» **Jobs**:
a – In the text on the Prolog query DSL, turn the paragraph beginning "I have written an external DSL" into a short bulleted list that keeps its main facts.
b – Use the text on the Prolog query DSL to answer these briefly:
(i) Which Prolog system is the DSL written in?
(ii) In the normalized query term from the parser, what atom is the second argument of congruent?
(iii) Which predicate is the resulting variable meant to be passed to, so that a list of query results comes back?
c – Write the next part of the text on the Prolog query DSL, picking up after its last line.

» **Document text**:
I have written an external DSL with SWI-Prolog that works by parsing text with a DCG, transforms parsed expressions into facts that get asserted into the Prolog process, then exposes a query language to the user using the same DCG grammar to query against the facts.
I am stuck trying to figure out how to translate a ground term resulting from a DCG-based parser into a non-ground term with variables that can be passed into a functor like findall/3 to return a list of query results for the user.
Here is an example of a dataset that could be queried:
congruent(const(aa), const(bb)).
congruent(const(bb), const(cc)).
congruent(const(cc), const(dd)).
and here is an example of a normalized query term from the parser:
congruent(const(aa), wildcard).
So I presumably need some way to transform wildcard from an atom into a free variable that I can pass to findall/3 (or similar). For example:
findall(X, congruent(const(aa), X), Result).

» **Data excerpts**:
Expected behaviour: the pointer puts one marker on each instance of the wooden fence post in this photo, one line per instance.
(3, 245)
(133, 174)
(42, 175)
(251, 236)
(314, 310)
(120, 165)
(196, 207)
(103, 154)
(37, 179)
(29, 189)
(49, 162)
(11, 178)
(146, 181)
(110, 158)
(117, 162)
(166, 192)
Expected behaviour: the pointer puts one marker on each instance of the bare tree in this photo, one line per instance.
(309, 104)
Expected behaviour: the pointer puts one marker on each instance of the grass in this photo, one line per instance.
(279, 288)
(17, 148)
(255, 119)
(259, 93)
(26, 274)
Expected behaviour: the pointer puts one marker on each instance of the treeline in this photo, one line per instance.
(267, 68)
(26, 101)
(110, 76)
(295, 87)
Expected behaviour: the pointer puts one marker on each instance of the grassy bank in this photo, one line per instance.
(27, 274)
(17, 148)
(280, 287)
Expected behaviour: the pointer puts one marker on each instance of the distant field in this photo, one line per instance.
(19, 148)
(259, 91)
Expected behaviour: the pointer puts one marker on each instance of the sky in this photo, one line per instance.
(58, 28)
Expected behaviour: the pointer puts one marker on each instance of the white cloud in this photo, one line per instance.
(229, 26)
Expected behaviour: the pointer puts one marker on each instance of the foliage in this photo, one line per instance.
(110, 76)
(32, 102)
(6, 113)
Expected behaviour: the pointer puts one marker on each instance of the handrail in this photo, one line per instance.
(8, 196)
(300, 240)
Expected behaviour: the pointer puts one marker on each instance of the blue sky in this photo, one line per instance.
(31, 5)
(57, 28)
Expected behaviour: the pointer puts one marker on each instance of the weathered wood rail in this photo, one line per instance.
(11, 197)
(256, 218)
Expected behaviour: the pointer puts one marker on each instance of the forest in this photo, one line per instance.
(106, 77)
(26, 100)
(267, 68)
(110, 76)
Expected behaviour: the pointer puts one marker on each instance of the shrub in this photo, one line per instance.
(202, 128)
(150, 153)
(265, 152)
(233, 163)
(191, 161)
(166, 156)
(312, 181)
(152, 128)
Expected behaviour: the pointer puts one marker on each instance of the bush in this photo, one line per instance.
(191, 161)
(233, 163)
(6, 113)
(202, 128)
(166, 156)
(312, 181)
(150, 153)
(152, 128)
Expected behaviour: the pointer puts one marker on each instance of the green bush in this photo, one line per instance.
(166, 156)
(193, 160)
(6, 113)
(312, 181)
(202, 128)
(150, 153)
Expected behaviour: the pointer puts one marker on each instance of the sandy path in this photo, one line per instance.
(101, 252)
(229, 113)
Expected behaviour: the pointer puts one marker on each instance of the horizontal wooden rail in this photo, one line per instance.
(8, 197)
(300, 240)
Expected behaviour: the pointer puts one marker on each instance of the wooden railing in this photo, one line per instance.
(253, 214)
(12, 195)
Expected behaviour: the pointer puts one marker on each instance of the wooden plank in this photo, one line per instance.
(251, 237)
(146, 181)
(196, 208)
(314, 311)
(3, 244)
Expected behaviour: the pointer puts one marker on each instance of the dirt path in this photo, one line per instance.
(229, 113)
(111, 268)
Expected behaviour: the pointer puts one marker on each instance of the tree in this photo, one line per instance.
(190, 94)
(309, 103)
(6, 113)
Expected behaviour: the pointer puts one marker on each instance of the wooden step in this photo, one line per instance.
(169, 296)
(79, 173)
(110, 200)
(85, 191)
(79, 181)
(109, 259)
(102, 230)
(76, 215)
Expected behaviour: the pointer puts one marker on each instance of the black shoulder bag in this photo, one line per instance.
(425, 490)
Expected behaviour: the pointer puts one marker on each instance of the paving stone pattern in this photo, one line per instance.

» **Answers to each task**:
a –
- An external DSL, written in SWI-Prolog
- It parses text with a DCG.
- It transforms the parsed expressions into facts and asserts them into the Prolog process.
- It gives the user a query language that uses the same DCG grammar to query those facts.

b –
(i) SWI-Prolog
(ii) wildcard
(iii) findall/3

c –
My problem arises when trying to substitute wildcard with a free variable. AFAIK, a functor can't return a completely unbound free variable, so I can't create any way to programmatically descend a complex query term to interpolate free variables wherever a wildcard atom is found, then pass that into a functor like findall/3.
Here is a more complete (albeit contrived) example that illustrates the way I'm trying to introduce variables into a query:
main :-
query(congruent(const(aa), wildcard), Result),
format("Result: ~p~n", [Result]).
query(QueryTerm, Result) :-
% This is what I cannot figure out how to implement...
xform_wildcards_to_free_vars(QueryTerm, QueryWithVars),
term_variables(QueryWithVars, FreeVars),
findall(FreeVars, QueryWithVars, Result).
% This is a contrived fact that transforms only one specific
% type of query, but even this wouldn't work because Wildcard
% would be considered a singleton.
xform_wildcards_to_free_vars(
congruent(const(X), wildcard),
congruent(const(X), Wildcard)
).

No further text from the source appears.